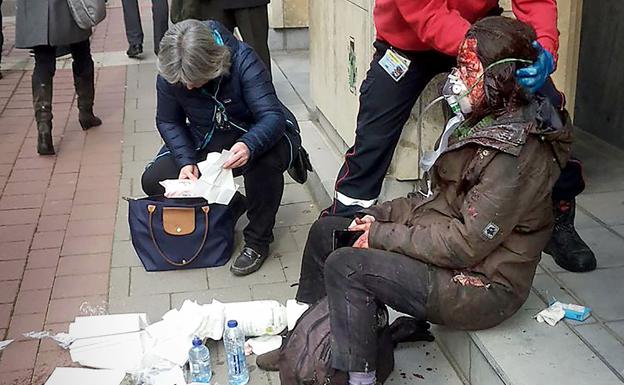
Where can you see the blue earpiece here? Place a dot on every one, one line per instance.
(217, 37)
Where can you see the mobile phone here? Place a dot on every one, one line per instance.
(346, 238)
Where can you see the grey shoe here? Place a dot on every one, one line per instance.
(248, 261)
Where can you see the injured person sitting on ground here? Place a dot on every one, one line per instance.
(465, 254)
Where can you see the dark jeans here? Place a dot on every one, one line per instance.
(253, 25)
(1, 34)
(132, 20)
(45, 68)
(264, 186)
(356, 282)
(385, 107)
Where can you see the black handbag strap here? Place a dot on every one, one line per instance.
(151, 209)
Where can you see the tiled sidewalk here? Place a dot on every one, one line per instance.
(57, 213)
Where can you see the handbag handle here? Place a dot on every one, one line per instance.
(151, 209)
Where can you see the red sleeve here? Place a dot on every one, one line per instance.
(435, 24)
(542, 16)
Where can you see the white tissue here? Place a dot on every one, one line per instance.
(552, 314)
(294, 310)
(216, 184)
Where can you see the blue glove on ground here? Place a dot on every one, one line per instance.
(534, 76)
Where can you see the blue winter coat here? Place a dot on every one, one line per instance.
(186, 118)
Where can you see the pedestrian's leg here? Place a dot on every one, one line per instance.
(264, 186)
(357, 282)
(84, 82)
(160, 11)
(253, 24)
(162, 168)
(42, 81)
(385, 106)
(134, 31)
(1, 37)
(319, 246)
(566, 245)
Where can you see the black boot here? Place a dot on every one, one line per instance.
(566, 246)
(42, 103)
(85, 88)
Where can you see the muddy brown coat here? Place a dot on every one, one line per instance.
(490, 217)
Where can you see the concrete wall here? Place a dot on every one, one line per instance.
(288, 13)
(337, 28)
(288, 20)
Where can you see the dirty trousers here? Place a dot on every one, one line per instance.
(356, 282)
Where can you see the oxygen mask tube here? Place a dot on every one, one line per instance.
(454, 92)
(453, 100)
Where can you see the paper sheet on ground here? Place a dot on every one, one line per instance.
(264, 344)
(4, 344)
(216, 184)
(174, 376)
(80, 376)
(103, 325)
(118, 351)
(551, 315)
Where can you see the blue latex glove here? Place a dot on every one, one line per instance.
(534, 76)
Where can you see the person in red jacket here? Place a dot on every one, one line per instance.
(415, 41)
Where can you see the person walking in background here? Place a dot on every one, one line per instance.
(1, 37)
(43, 26)
(134, 31)
(250, 16)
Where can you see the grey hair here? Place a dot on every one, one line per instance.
(190, 55)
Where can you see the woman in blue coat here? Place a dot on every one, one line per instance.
(215, 93)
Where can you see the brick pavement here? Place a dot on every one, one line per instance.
(64, 238)
(56, 213)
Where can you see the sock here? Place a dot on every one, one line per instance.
(362, 378)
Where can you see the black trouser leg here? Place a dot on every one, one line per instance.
(132, 21)
(223, 16)
(84, 74)
(42, 81)
(318, 247)
(264, 186)
(253, 24)
(385, 106)
(570, 182)
(160, 12)
(357, 281)
(1, 34)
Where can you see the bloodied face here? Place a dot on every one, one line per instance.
(471, 71)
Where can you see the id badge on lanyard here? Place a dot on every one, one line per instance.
(395, 64)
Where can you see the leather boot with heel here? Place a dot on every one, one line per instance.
(42, 104)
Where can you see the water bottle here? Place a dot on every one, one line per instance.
(199, 361)
(234, 343)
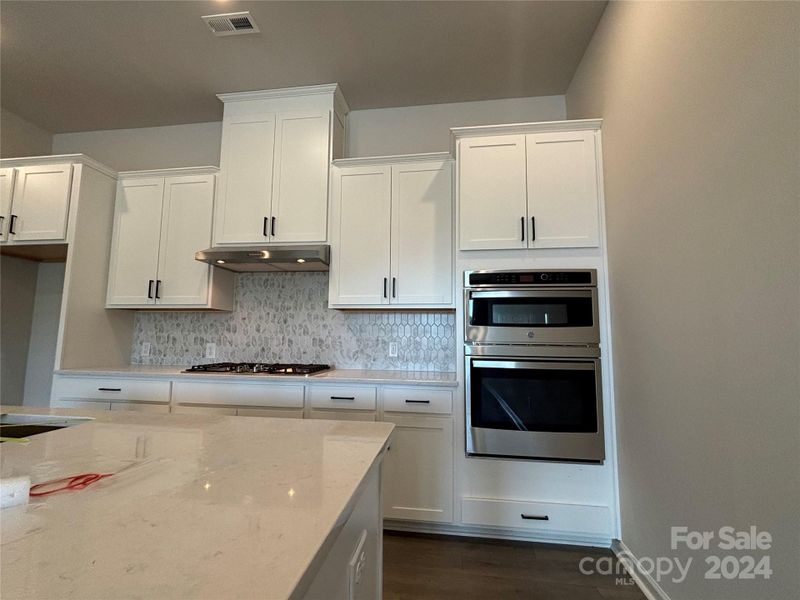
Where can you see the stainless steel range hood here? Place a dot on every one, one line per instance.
(268, 258)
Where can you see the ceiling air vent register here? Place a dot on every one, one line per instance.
(231, 23)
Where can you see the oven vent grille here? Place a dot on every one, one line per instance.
(231, 23)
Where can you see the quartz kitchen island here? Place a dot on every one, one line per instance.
(198, 507)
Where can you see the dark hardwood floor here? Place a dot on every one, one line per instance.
(428, 567)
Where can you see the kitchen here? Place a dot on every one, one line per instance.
(427, 238)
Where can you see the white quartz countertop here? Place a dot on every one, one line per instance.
(198, 506)
(333, 376)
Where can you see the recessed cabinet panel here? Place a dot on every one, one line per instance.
(300, 187)
(185, 228)
(41, 203)
(492, 194)
(422, 252)
(245, 180)
(134, 250)
(6, 192)
(562, 190)
(362, 227)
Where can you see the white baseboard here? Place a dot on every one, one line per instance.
(647, 584)
(497, 533)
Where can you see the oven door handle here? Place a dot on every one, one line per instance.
(578, 365)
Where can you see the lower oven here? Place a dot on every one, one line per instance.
(534, 402)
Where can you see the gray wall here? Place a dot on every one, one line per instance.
(19, 137)
(371, 133)
(700, 143)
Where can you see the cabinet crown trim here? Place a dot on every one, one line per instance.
(457, 133)
(26, 161)
(175, 172)
(393, 160)
(308, 90)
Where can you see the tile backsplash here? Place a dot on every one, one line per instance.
(284, 317)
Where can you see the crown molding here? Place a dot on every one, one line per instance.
(392, 160)
(59, 158)
(457, 133)
(175, 172)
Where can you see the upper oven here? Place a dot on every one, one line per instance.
(531, 307)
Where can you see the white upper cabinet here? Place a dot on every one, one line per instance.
(300, 186)
(532, 185)
(6, 193)
(562, 189)
(492, 196)
(391, 235)
(134, 249)
(422, 241)
(161, 219)
(245, 180)
(277, 146)
(39, 207)
(361, 229)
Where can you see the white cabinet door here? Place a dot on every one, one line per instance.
(492, 195)
(361, 226)
(422, 253)
(300, 186)
(563, 190)
(6, 193)
(245, 180)
(41, 203)
(418, 469)
(185, 229)
(134, 247)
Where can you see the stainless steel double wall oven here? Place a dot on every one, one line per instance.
(532, 354)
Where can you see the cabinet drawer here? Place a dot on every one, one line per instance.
(111, 389)
(343, 397)
(537, 516)
(417, 400)
(238, 394)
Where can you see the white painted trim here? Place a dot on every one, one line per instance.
(173, 172)
(497, 533)
(647, 584)
(392, 160)
(457, 133)
(308, 90)
(59, 158)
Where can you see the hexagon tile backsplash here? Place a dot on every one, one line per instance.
(284, 317)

WHAT YOU ARE ASKED TO DO
Restate the data word for word while omitting each picture.

SOLUTION FOR THIS PROBLEM
Where can you see the blue earpiece here? Place a dot on every one, one line per instance.
(217, 37)
Where can you see the mobile phone here? Place a dot on every one, one line per instance.
(346, 238)
Where can you see the grey shoe here? Place a dot on every one, one line per instance.
(248, 261)
Where can you see the injured person sitting on ground here? Place a dot on every one, one line per instance.
(465, 254)
Where can you see the dark jeans here? Place a dot on every one, one line per instance.
(253, 25)
(1, 34)
(132, 20)
(45, 68)
(264, 186)
(356, 282)
(385, 107)
Where can you see the black handbag strap here? Place a dot on every one, one line per instance.
(151, 209)
Where can you see the tiled sidewalk here? Place a dot on every one, one line per instance.
(57, 213)
Where can you see the handbag handle here? Place a dot on every one, one line per instance.
(151, 209)
Where can you see the red sleeve here? Place a dot on every one, one line per instance.
(435, 24)
(542, 16)
Where can you see the white tissue here? Place a dot on every one, one line per instance.
(552, 314)
(294, 310)
(216, 184)
Where can you see the blue glove on ground here? Place a dot on every one, one line per instance.
(534, 76)
Where can you see the blue winter coat here? Place a dot on every one, one line per instance.
(186, 118)
Where can you see the pedestrian's leg here? Place a dot on every one, one line per instance.
(264, 186)
(357, 282)
(84, 82)
(160, 11)
(253, 24)
(162, 168)
(42, 81)
(385, 106)
(134, 31)
(1, 37)
(319, 246)
(566, 245)
Where can you see the black boot here? Place a dot on every one, one line per instance.
(566, 246)
(42, 103)
(85, 88)
Where can you see the muddy brown coat here? Place a dot on every one, one line per instance.
(490, 217)
Where can you see the concrete wall here? Place a dot on every one, one line per instance.
(288, 13)
(337, 28)
(288, 20)
Where can you see the dirty trousers here? Place a dot on every one, one line per instance.
(356, 282)
Where can you see the oxygen mask tube here? Place a dot on every one, one line per instance.
(454, 92)
(453, 100)
Where can you see the paper sheet on ground here? Place a dot on every one, one line per instance.
(264, 344)
(4, 344)
(216, 184)
(174, 376)
(80, 376)
(103, 325)
(118, 351)
(551, 315)
Where can you see the blue latex glove here? Place a dot on every one, one line per instance.
(534, 76)
Where can you see the person in red jacket here? Place a dot on every one, one line per instance.
(415, 41)
Where can you see the person walking in background here? Place a dot on every one, one line per instance.
(1, 37)
(43, 26)
(134, 31)
(250, 16)
Where can you see the grey hair here? Place a dot on every one, one line per instance.
(190, 55)
Where can you see the woman in blue coat here? Place a dot on every one, one line per instance.
(215, 93)
Where can you see the brick pavement here? Place a dot on every one, one line per instance.
(64, 238)
(56, 213)
Where can you see the sock here? Place a dot on every one, one line per instance.
(362, 378)
Where can you see the black trouser leg here? Place a dot on every one, one line per instance.
(132, 21)
(223, 16)
(84, 74)
(42, 81)
(318, 247)
(264, 186)
(253, 24)
(385, 106)
(570, 182)
(160, 12)
(357, 281)
(1, 34)
Where can you see the bloodied face here? Place a dot on every one, one line per instance.
(471, 71)
Where can you see the id badge on lanyard here? Place a dot on every one, one line per instance.
(395, 64)
Where can you see the leather boot with heel here? Place a dot on every one, one line per instance.
(42, 104)
Where can you see the water bottle here? Place a dot on every one, one line per instance.
(199, 361)
(234, 343)
Where can you see the stainless steel range hood here? Place a dot on every one, one line per instance.
(268, 258)
Where can you see the ceiling air vent register here? Place a dot on every one, one line per instance.
(231, 23)
Where can you see the oven vent grille here? Place a dot on every one, one line per instance.
(231, 23)
Where can you see the quartz kitchen island here? Place a dot on every one, one line per instance.
(198, 507)
Where can you see the dark hardwood floor here? Place a dot on every one, one line per instance.
(428, 567)
Where can you see the kitchen here? Place a dot on every one, one line per instance.
(427, 238)
Where can you see the white quartz countertop here? Place a dot on every one, one line per instance.
(198, 506)
(333, 376)
Where can you see the recessed cabinet panel here? Place a dot on every one, one line per instance.
(300, 187)
(185, 228)
(41, 203)
(492, 194)
(422, 252)
(245, 180)
(134, 250)
(6, 192)
(562, 190)
(362, 227)
Where can you see the white baseboard here? Place a dot on every one, one line per instance.
(647, 584)
(497, 533)
Where can you see the oven door handle here? Place a dot on every one, one line per instance.
(578, 365)
Where can you see the lower oven here? Place a dot on every one, one line per instance.
(534, 402)
Where can you see the gray wall here? Place a dot on every one, one line per instance.
(19, 137)
(371, 133)
(700, 143)
Where can you see the cabinet crown trim here? Place a dot on every one, one line per instance.
(457, 133)
(26, 161)
(175, 172)
(393, 160)
(308, 90)
Where can you see the tile backsplash here? Place a dot on every one, one line per instance.
(284, 317)
Where can you see the crown molding here? Place a dot on every one, one line per instance.
(392, 160)
(59, 158)
(457, 133)
(175, 172)
Where can you see the upper oven here? Place a dot on every one, one line per instance.
(531, 307)
Where can you see the white upper cabinet here? Place a dot on every one, one line per instance.
(300, 186)
(532, 185)
(6, 193)
(562, 189)
(492, 196)
(391, 235)
(134, 249)
(422, 241)
(161, 219)
(245, 180)
(277, 146)
(39, 207)
(361, 229)
Where can you see the white cabinet door here? Place a dot on every one, one line per instance.
(492, 195)
(361, 226)
(422, 253)
(300, 186)
(563, 190)
(6, 193)
(245, 180)
(41, 203)
(418, 469)
(185, 229)
(134, 247)
Where can you see the stainless steel double wall oven here? Place a dot on every one, one line per instance.
(532, 354)
Where can you see the cabinet drawer here? Place a dot on every one, one line per instance.
(111, 389)
(343, 397)
(537, 516)
(417, 400)
(238, 394)
Where can you see the white painted trim here? Place a dot on every one, one line per instance.
(173, 172)
(497, 533)
(647, 584)
(392, 160)
(457, 133)
(308, 90)
(59, 158)
Where can you see the hexagon tile backsplash here? Place a dot on every one, one line per instance.
(284, 317)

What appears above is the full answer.